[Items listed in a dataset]
——

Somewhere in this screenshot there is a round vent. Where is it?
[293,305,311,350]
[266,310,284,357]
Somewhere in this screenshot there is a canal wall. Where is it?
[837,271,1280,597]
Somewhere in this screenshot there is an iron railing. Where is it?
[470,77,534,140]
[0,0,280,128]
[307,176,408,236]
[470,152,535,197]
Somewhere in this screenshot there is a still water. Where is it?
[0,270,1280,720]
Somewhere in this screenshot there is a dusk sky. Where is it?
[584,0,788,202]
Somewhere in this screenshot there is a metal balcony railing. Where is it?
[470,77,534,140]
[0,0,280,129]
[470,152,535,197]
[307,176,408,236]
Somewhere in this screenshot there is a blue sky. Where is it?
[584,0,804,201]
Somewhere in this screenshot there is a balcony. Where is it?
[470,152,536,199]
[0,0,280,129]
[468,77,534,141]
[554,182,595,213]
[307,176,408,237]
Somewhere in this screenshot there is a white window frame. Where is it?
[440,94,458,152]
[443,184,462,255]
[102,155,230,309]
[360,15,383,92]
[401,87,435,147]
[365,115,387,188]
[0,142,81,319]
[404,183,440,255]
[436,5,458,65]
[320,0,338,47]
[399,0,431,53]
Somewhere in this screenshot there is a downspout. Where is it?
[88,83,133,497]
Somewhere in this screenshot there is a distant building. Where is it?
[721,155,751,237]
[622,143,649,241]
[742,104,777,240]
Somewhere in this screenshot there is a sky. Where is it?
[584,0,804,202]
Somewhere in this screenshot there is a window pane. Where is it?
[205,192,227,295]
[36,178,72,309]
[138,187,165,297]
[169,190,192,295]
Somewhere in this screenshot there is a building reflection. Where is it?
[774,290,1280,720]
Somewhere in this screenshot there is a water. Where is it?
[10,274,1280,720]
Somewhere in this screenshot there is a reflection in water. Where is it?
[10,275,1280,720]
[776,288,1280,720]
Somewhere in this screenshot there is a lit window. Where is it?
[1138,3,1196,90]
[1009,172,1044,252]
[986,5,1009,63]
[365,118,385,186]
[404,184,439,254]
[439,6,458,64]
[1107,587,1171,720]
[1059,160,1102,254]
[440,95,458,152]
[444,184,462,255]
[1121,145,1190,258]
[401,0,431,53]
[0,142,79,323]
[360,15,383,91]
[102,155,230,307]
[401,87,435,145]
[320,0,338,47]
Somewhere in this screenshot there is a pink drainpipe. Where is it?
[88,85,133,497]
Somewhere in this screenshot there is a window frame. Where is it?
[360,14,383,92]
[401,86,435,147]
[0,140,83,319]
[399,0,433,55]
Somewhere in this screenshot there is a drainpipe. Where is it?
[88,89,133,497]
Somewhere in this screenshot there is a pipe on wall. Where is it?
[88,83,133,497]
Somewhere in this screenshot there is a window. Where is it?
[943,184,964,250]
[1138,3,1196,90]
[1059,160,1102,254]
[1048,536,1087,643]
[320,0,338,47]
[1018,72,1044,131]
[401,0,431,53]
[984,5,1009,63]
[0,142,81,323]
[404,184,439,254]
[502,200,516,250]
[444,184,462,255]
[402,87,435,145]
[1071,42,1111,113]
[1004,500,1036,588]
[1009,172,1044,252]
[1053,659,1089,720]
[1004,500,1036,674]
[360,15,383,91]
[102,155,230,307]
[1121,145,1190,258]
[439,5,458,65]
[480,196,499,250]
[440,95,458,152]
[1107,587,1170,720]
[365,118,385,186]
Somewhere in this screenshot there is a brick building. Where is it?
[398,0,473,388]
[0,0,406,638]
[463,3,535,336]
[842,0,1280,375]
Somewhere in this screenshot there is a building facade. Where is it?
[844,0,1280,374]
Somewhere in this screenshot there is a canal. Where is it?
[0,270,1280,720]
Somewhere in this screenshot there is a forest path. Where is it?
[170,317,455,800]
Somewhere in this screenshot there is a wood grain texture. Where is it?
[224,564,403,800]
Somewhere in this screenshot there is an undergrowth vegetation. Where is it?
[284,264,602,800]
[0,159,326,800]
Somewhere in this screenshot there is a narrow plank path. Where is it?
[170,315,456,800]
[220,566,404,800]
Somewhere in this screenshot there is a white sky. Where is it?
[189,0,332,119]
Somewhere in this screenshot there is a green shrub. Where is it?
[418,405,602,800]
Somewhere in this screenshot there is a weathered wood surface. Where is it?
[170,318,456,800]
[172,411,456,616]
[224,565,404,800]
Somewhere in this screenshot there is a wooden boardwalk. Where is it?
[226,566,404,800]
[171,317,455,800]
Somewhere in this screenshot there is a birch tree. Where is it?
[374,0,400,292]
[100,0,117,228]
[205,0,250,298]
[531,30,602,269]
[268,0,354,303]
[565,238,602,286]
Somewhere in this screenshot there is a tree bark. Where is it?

——

Directions for this task:
Copy out the lines of the listing, unchanged, starting with the line containing "Somewhere in this screenshot there is a window pane." and going on through the line containing "[776,288,1280,720]", both included.

Correct answer:
Somewhere in this screenshot there is a window pane. Where is it?
[205,192,227,295]
[36,178,72,309]
[138,187,165,297]
[169,190,192,295]
Somewhere in this screenshot there is a building reflection. Where is it?
[774,290,1280,720]
Somewhere in this screenshot there is a water. Where is it?
[10,274,1280,720]
Somewhere in this screenshot there is a reflection in water. Where is it?
[10,275,1280,720]
[776,288,1280,720]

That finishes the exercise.